Object location annotation data
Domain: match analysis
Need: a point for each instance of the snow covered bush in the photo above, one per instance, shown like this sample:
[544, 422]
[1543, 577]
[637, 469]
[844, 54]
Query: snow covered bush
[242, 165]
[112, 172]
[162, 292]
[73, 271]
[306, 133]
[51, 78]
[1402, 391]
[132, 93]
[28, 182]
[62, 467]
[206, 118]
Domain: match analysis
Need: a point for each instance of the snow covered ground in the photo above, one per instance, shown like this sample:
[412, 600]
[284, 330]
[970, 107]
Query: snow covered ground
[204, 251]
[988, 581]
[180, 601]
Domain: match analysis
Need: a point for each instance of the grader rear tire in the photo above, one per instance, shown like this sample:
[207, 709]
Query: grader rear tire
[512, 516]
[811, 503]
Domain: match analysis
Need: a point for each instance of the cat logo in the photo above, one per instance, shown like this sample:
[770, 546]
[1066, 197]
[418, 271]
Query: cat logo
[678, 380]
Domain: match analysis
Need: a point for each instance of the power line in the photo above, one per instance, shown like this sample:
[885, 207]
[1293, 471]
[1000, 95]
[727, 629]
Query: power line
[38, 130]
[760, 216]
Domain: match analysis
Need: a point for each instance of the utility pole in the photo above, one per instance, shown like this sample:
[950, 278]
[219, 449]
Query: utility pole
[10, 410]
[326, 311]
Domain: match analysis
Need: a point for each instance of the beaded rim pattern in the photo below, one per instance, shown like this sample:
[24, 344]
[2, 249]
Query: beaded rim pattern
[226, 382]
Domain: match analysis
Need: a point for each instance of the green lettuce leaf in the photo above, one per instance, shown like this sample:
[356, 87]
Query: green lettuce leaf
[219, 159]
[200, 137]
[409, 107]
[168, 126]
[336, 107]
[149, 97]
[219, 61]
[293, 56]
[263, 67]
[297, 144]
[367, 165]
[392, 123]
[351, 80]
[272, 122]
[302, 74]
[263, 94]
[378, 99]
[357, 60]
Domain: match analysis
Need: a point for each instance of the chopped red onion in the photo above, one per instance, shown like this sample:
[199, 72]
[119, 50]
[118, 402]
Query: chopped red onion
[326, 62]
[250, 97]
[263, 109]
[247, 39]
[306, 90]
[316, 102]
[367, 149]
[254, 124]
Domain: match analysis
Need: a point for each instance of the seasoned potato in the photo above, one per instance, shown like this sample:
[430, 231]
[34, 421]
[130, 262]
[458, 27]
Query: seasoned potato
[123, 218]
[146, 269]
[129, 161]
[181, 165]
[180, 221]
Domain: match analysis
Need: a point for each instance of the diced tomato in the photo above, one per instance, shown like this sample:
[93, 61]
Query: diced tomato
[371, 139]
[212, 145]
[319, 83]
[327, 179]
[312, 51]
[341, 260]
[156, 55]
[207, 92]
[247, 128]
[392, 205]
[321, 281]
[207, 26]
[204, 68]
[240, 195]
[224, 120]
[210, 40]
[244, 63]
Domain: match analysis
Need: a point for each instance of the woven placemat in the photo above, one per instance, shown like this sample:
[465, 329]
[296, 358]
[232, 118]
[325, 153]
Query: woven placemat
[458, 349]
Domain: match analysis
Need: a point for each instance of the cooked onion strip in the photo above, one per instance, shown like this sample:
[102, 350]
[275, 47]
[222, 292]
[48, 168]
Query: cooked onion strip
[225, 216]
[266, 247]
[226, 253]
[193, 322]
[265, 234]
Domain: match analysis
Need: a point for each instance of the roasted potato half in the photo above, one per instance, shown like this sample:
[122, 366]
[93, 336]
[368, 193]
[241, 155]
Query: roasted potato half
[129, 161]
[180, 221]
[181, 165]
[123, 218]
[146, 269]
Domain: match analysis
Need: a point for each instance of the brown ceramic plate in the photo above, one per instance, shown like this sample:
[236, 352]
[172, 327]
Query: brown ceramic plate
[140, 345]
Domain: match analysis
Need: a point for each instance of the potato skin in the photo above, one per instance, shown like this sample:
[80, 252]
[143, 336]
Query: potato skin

- **Description of the task**: Please put the data, starting at its first line and ending at the line that contains "[1402, 391]", into a Markdown table with the columns Row and Line, giving each line a row number and leaving out any blank lines.

- **Answer to the task**:
| Row | Line |
|---|---|
| 1 | Domain: match analysis |
| 2 | Need: a point for each instance of the snow covered bush in the photo above, one per instance, shown like this sample: |
| 3 | [544, 422] |
| 4 | [1543, 577] |
| 5 | [637, 469] |
| 6 | [844, 54] |
| 7 | Query: snow covered bush |
| 8 | [242, 165] |
| 9 | [112, 172] |
| 10 | [162, 292] |
| 11 | [73, 271] |
| 12 | [306, 133] |
| 13 | [51, 78] |
| 14 | [1402, 391] |